INSTRUCTIONS FOR THE TASK:
Scan the records below and report how many lines contain the word "vertices", giving the number by itself.

DATA IN THIS EXERCISE:

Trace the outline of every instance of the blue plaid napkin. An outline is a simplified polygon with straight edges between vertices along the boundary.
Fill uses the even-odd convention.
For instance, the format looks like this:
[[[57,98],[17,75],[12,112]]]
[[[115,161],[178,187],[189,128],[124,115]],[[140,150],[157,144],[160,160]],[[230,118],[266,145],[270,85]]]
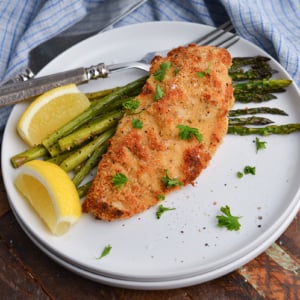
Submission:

--

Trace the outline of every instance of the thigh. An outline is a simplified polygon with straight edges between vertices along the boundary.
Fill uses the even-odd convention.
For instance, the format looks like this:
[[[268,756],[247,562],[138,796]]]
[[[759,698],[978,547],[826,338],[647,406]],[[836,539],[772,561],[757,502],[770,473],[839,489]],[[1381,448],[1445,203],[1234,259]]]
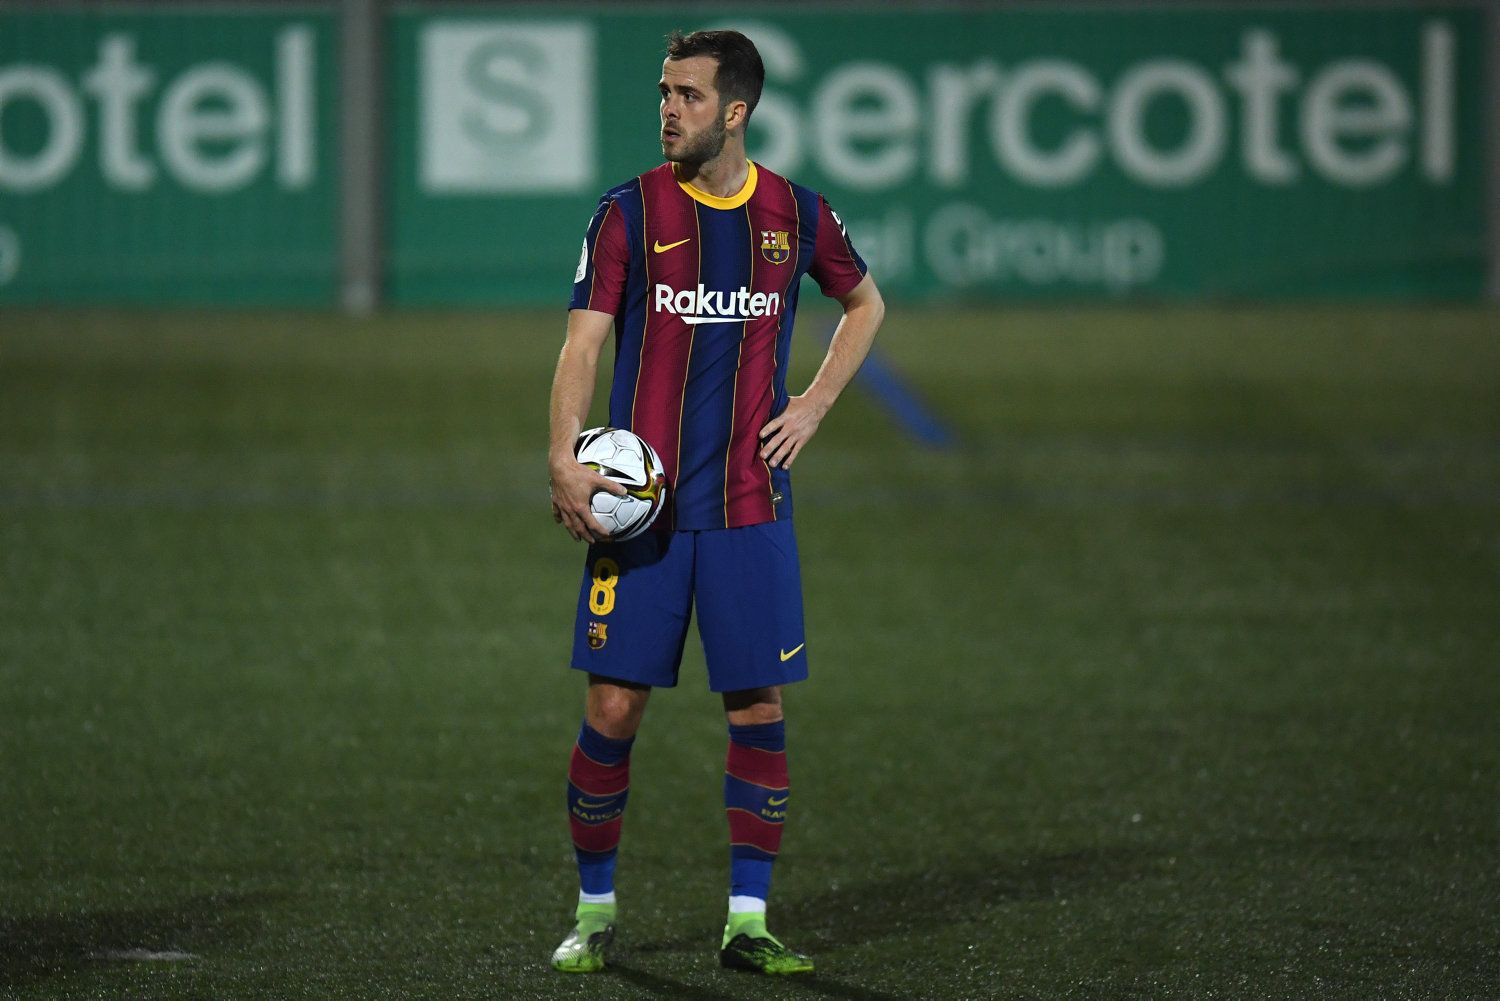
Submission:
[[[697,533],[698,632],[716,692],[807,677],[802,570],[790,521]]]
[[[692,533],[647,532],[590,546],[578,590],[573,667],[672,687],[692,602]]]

RESPONSE:
2